- **TEXT**

——

So are you envisaging our fee income would be a much larger pie in coming years from where we stand today?
Yes, yes, definitely. That has to move up because that is another area where we will be focusing from '23, '24 FY onwards.
The fee income can take care of the digital spend, you think, sir?
See, in digital front, upfront, you cannot see that's a breakeven that will be happening in '23, '24 or '24, '25 as a -- if you see the profit center per se itself, it is having a wide contribution for the business growth where it cannot be singled out for -- to bring the breakeven further infra cost we are spending for the digital.
Sir, my last question to Mr. Wahi. He has emerged as a winner where treasury book is concerned over a period when the turmoil and the money market has enlarged. And despite our CD ratio at 60% today, the investment book has not given shock. So how time might be emerging where he may be a match winner in the balance sheet of Central Bank is concerned. So can I have his outlook for 12 to 24 months.
Yes. Thank you, Sushilji. Actually, see, as you are aware that CPI has come below 6 -- though CPI has come below 6, but core inflation is a sticky one, and it is again hovering above 6. So in our view, our in-out view is that there will be at least 1 rate hike in ensuing policy. And thereafter, there can be a pause for a couple of monthly policy. So thereafter, a fresh look will be taken only after the actual inflation numbers because this time, the CPI has come down basically only because of vegetable prices.
So we feel that there won't be much of a rate hike. And going forward till March '24, there is no sign of actually rates of interest coming down. So till then, we are immune to the rate hikes. And further, it's the right time to, in fact, build some duration so that whenever the reversal happens, we are also able to encash the bond value.
So with these views only, we are moving -- and as you know, that rightfully at present the AFS portfolio, SLR AFS portfolio is very lean. So we would like to build up in coming months. And irrespective of even a couple of rate hikes because ultimately, from March '24 onwards, it is very much expected that a reversal should happen. So this is the view, that's all. We will work on that.

——

- **SUPPLIED MATERIAL**
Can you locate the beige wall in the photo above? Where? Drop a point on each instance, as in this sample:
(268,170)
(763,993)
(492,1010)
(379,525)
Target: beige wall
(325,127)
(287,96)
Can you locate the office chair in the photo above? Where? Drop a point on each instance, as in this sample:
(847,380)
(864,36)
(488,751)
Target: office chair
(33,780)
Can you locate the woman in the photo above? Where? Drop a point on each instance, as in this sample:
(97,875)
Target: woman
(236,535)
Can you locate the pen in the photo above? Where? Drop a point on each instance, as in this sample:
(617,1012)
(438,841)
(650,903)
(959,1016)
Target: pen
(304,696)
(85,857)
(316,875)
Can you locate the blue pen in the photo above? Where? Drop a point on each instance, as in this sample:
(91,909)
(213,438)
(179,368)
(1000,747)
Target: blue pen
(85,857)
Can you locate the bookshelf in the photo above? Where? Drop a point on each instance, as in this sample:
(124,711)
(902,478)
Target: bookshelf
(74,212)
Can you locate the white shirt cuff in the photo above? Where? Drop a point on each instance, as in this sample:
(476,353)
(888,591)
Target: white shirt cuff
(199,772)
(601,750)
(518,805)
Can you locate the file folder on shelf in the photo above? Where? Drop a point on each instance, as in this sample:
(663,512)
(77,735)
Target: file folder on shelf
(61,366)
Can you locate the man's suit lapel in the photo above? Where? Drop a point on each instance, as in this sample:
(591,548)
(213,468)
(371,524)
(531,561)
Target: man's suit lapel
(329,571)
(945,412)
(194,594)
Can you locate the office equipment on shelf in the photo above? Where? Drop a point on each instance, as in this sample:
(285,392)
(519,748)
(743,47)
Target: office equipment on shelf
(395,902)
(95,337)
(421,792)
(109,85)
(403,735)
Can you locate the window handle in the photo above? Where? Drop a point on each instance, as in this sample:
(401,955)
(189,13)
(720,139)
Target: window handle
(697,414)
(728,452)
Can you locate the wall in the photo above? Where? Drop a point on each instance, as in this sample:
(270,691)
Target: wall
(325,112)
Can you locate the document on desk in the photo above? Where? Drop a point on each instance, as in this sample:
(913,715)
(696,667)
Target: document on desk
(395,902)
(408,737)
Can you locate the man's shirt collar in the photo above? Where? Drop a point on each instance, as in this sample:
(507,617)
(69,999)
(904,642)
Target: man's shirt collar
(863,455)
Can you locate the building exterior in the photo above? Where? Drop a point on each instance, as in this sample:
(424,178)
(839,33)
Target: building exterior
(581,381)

——

- **TASK SET**
1. Answer these questions from the call transcript, one line each:
(a) From which fiscal year will fee income become a focus area?
(b) What CD ratio is cited for the bank?
(c) How many rate hikes are expected, at a minimum, in the ensuing policy?
2. Summarize the call transcript in two sentences.
3. Resume the call transcript after its final sentence.

- **ANSWERS**
1.
(a) From the '23, '24 fiscal year onwards.
(b) 60%.
(c) At least one.

2. Fee income is expected to grow, and it becomes a focus area from the '23, '24 fiscal year onwards. On treasury, the outlook is for at least one more rate hike, then a pause, and no rate cuts before March '24, so the plan is to build duration in the currently lean SLR AFS portfolio and gain on bond values when rates reverse.

3.
[Operator Instructions] The next question is from the line of Ashok Ajmera from Ajcon Global.
Sir, one is on our cost-to-income ratio, though improved from 61.02% to 57.02%, but still it is on the higher side, that's what I feel, as compared to some of the other banks. So your comments, number 1, on that?
And secondly, on the slippage front, we are controlling it very well. Even in this quarter also there was a lot of improvement. But going forward in this coming quarter, I would like to know from recovery -- I mean prefab or that how do we -- how are we placed when half of this month has already gone and 2.5 months are left? Is there any kind of signals we are getting or this number will be improved further on the slippages as well as on the recovery?
Yes. See, as far as the recovery part is concerned, this if you see the SMA slide that will give a clear indication because in our slide, we have given both above INR 5 crores and below INR 5 crores, that is the entire portfolio we have given for the better clarity.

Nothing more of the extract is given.